In trying to think through the process and how to explain it to the non-indoctrinated, I decided its best described as a healthy feedback loop.  Maybe I’m slow but I’ve never thought of agile as one big feedback loop.  I’ve seen others talk about the importance of feedback loops within agile but never that agile itself is a feedback loop.

HOW – Individuals and interactions

Without healthy relationships built on respect and trust we cannot work effectively as a team to build software.  No amount of fancy/expensive tools or process can fix a toxic culture. We must all strive to listen to others and work together for the good of our customers and common goals.

WHAT – Working Software

Customers can’t provide true feedback without working code to try.  Documentation rarely replaces the “feel” of a software system.  The processes of “doing” and “using” a working system will always produces more ideas and highlight pain points far better than simply reading about how a system would be used.

WHY – Customer Collaboration

The customers are the only player in this game that really know what is valuable.  They are the ones using the system and potentially willing to pay for it.  Thus their direct feedback is far more valuable than a sales/business person trying to interpret or predict value for customers.  This is why seeing/seeking customer feedback is so important.  Don’t settle for a middleman.

WHAT TO WORK ON:
1. List the section headings in the passage on agile as a feedback loop.
2. Continue the passage on agile as a feedback loop from its final sentence.

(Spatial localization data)
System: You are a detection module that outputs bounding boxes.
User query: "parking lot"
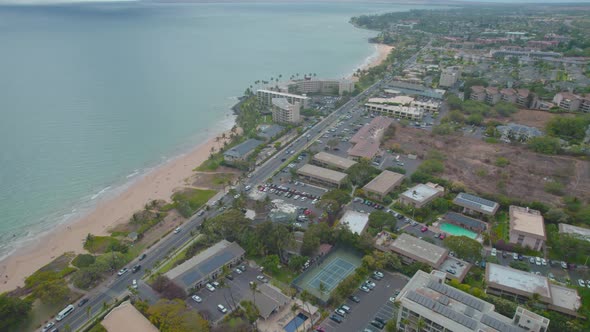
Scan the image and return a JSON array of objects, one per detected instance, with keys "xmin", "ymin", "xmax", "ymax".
[
  {"xmin": 320, "ymin": 272, "xmax": 407, "ymax": 332},
  {"xmin": 186, "ymin": 263, "xmax": 268, "ymax": 322}
]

ANSWERS GIVEN:
1.
HOW – Individuals and interactions
WHAT – Working Software
WHY – Customer Collaboration

2.
WHY – Responding to Change

If we don’t use the feedback we receive to inform our future steps it is all just a waste of time.  We must make plans but expect them to change.  Otherwise we are likely wasting our time on features/code that users don’t want or need.  Granted, customer feedback can’t and shouldn’t be the only input to plans but they should likely be the main driver.

The Feedback Loop

So this becomes an ongoing process of people working together effectively to build real/working software in order to provide value to users, receive their feedback and make new plans for what to build next.